- _Excerpt to read_
= Continuing education =

Education after initial education

Continuing education is the education undertaken after initial education for either personal or professional reasons. The term is used mainly in the United States and Canada.

Recognized forms of post-secondary learning activities within the domain include: degree credit courses by non-traditional students, non-degree career training, college remediation, workforce training, and formal personal enrichment courses (both on-campus and online).

General continuing education is similar to adult education, at least in being intended for adult learners, especially those beyond traditional undergraduate college or university age.

Frequently, in the United States and Canada continuing education courses are delivered through a division or school of continuing education of a college or university known sometimes as the university extension or extension school. The Organisation for Economic Co-operation and Development argued, however, that continuing education should be "'fully integrated into institutional life rather than being often regarded as a separate and distinctive operation employing different staff' if it is to feed into mainstream programmes and be given the due recognition deserved by this type of provision".

Georgetown University, Michigan State University, and the University of Denver have benefited from non-credit programs as it relates to strengthening partnerships with corporations and government agencies, helping to inform and shape the curriculum for degree programs, and generating revenue to support the academic enterprise.

- _Problems and tasks_
**A)** Find each line in the records that contains the word "lutyens", and copy those lines out in full.
**B)** Write the next part of the text on continuing education above, beginning after its last sentence.

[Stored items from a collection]
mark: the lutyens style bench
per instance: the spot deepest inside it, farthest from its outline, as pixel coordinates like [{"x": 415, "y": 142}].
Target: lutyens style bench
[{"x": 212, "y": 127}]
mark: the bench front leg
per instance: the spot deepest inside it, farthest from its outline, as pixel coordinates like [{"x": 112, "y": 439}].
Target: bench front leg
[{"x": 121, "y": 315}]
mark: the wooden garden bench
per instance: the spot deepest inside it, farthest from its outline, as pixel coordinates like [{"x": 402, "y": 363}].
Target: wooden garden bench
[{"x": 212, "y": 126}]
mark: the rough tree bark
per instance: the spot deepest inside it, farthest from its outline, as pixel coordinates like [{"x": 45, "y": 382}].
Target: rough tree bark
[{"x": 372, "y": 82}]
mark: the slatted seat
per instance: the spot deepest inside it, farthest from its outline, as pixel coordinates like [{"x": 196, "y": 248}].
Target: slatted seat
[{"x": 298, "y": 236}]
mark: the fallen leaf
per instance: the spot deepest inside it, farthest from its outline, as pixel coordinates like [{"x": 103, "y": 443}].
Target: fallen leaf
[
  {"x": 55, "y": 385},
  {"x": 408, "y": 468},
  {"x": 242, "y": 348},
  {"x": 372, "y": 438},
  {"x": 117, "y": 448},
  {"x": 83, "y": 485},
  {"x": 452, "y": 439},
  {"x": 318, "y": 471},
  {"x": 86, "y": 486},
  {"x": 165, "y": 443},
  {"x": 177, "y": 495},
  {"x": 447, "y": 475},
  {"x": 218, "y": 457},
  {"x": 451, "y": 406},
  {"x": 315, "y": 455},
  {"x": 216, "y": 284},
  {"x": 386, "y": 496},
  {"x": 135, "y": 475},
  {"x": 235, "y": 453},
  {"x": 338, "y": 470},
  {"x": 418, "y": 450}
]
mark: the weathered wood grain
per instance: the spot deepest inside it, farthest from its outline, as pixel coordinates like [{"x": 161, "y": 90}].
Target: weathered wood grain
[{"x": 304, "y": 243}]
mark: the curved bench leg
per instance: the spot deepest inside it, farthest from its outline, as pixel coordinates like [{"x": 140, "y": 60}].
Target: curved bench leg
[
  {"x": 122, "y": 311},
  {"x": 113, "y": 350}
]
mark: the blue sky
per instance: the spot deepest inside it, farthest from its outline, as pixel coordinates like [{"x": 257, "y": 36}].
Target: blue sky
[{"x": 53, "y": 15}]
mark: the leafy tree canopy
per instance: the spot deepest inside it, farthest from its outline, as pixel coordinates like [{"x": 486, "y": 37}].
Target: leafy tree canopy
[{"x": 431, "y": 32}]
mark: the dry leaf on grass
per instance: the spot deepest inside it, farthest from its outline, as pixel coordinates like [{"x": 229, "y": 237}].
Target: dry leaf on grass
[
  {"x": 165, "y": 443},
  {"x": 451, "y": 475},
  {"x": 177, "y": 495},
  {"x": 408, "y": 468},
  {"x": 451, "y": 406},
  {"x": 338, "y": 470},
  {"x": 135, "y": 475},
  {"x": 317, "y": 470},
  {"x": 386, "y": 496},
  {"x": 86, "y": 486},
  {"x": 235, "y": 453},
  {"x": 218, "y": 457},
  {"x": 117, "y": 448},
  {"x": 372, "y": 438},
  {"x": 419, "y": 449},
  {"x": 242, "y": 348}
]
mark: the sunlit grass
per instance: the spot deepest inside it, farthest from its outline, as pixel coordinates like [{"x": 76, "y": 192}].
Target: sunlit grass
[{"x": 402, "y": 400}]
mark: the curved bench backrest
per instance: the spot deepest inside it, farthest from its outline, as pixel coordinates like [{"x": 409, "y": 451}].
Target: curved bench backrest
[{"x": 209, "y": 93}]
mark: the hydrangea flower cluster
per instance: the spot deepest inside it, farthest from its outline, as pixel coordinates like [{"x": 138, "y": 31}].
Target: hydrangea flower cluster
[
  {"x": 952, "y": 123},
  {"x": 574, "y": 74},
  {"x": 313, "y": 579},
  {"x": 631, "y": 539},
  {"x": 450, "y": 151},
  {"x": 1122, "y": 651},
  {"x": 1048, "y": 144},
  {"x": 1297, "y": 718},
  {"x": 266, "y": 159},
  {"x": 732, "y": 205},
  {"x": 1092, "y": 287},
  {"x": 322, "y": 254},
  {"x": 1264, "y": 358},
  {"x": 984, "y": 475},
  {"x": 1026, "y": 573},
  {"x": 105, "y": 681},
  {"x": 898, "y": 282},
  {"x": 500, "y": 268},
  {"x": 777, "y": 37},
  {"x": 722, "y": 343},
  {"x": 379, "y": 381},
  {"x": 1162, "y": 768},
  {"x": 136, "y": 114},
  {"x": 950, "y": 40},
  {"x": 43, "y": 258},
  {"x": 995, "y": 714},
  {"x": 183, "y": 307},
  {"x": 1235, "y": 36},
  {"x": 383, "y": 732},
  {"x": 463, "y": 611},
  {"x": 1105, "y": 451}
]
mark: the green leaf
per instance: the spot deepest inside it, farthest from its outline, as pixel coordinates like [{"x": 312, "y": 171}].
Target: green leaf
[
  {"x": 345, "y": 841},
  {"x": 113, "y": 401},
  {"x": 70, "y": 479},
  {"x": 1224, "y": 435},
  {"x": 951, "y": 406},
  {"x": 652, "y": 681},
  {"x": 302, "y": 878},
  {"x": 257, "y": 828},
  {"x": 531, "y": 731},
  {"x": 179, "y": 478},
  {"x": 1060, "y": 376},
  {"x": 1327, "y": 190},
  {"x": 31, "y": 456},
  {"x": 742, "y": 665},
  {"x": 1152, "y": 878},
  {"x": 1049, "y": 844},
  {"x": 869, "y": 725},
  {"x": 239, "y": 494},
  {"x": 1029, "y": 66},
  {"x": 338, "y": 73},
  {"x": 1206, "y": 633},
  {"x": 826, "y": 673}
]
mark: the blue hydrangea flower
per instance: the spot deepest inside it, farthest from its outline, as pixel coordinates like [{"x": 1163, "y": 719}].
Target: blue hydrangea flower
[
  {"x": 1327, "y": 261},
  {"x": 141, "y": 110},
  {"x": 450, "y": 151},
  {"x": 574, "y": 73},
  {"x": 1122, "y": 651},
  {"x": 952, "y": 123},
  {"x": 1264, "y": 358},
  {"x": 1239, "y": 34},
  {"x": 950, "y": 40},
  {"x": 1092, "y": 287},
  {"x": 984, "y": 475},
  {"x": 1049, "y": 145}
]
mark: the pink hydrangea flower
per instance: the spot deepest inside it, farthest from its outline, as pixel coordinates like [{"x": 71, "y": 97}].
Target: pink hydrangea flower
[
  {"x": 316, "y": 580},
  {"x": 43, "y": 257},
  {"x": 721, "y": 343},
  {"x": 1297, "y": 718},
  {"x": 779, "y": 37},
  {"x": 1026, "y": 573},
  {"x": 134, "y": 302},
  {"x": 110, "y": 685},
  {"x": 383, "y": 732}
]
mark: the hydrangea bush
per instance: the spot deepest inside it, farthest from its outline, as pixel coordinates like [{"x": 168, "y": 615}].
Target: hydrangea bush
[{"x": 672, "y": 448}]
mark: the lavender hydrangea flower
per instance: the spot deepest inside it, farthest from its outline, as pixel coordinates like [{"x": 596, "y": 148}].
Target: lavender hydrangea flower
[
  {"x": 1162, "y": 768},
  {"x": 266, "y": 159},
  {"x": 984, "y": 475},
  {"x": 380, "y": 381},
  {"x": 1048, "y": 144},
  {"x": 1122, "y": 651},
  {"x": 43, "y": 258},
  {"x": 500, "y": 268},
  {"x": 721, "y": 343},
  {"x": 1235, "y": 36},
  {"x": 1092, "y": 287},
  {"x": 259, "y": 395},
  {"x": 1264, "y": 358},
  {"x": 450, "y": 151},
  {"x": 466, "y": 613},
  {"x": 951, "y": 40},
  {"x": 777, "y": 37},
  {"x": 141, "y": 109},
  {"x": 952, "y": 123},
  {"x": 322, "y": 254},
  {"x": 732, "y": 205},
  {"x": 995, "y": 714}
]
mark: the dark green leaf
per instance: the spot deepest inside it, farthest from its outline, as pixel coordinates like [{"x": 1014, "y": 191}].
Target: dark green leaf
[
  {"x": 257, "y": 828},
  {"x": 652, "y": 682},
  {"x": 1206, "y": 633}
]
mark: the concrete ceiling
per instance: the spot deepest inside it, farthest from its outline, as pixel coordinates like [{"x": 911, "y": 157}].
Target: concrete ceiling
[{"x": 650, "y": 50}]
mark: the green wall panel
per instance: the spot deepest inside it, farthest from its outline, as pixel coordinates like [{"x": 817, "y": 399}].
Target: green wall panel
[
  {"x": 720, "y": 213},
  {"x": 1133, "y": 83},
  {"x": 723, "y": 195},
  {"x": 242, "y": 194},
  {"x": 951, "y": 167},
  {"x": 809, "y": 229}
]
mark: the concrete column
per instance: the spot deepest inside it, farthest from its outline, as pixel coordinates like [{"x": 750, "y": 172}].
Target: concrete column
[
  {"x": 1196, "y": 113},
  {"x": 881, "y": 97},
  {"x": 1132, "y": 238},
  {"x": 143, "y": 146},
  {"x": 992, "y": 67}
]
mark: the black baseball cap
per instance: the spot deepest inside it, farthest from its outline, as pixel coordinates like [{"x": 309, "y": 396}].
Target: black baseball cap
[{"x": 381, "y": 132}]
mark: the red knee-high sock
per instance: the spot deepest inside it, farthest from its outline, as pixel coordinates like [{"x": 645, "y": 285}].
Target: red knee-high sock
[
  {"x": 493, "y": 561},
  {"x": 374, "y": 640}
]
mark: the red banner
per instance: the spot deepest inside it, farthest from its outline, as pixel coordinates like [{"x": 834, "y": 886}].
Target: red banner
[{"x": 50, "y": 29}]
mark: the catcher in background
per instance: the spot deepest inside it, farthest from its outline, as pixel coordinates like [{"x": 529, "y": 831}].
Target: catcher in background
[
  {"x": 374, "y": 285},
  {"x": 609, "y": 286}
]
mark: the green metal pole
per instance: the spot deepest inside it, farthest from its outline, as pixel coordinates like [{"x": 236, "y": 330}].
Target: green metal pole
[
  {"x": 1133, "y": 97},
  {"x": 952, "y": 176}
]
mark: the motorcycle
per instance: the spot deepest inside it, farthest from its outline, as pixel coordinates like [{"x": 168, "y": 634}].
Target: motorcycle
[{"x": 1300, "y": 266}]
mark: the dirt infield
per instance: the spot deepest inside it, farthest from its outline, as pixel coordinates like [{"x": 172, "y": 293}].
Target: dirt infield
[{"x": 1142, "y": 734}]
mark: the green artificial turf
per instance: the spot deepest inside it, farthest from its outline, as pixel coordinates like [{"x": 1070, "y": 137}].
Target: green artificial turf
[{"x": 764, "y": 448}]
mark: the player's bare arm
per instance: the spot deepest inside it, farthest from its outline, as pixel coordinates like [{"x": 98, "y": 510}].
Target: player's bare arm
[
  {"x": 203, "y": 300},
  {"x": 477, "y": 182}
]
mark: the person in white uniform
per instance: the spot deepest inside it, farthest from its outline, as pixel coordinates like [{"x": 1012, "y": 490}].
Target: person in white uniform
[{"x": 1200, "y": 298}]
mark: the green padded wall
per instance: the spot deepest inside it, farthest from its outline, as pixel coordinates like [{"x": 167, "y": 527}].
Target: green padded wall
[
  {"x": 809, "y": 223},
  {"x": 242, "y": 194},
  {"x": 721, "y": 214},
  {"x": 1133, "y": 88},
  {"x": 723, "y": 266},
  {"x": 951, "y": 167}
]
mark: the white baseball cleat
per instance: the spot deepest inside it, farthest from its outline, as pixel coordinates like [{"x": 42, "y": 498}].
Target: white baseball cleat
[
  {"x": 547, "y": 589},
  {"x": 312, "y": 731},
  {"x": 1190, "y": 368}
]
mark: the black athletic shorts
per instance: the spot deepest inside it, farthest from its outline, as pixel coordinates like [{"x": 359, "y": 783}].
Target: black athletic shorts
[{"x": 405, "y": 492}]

- _The replies_
**A)**
mark: the lutyens style bench
Target: lutyens style bench

**B)**
==Comparable terminology and initiatives==
Outside the United States and Canada, comparable forms of post-initial education may be described using terms such as adult education, further education, lifelong learning, continuing professional development, upskilling or reskilling.

In Ireland, comparable continuing-education and reskilling initiatives include Springboard+, which provides free or subsidised higher-education courses for upskilling and reskilling, and the Human Capital Initiative, a €300 million programme that commenced in 2020 to expand skills-focused higher-education provision in priority areas. Ireland also has a ten-year Adult Literacy for Life strategy, launched in 2021, focused on adult literacy, numeracy and digital literacy.

== History ==
In the United Kingdom, Oxford University's Department for Continuing Education was founded in 1878, and the Institute of Continuing Education of Cambridge University dates back to 1873.

In the United States, the Chautauqua Institution, originally the Chautauqua Lake Sunday School Assembly, was founded in 1874 "as an educational experiment in out-of-school, vacation learning. It was successful and broadened almost immediately beyond courses for Sunday school teachers to include academic subjects, music, art and physical education."

Harvard University traces its origins in continuing education to 1835 when John Lowell Jr. established the Lowell Institute with a mission to provide free public lectures in Boston. In 1909, then-Harvard President A. Lawrence Lowell, who was also a trustee of the Lowell Institute, expanded plans to offer Lowell Institute public courses directly with Harvard. In 1910, Lowell formally established the Havard Extension School, then referred to as the Commission on Extension Courses. The Harvard Extension School now operates under the Faculty of Arts and Sciences and is one of the 13 degree-granting schools that make up Harvard University. The School has remained in continuous operation since 1910.

Cornell University was among higher education institutions that began offering university-based continuing education, primarily to teachers, through extension courses in the 1870s. As noted in the Cornell Era of February 16, 1877, the university offered a "Tour of the Great Lakes" program for "teachers and others" under the direction of Professor Theodore B. Comstock, head of Cornell's department of geology.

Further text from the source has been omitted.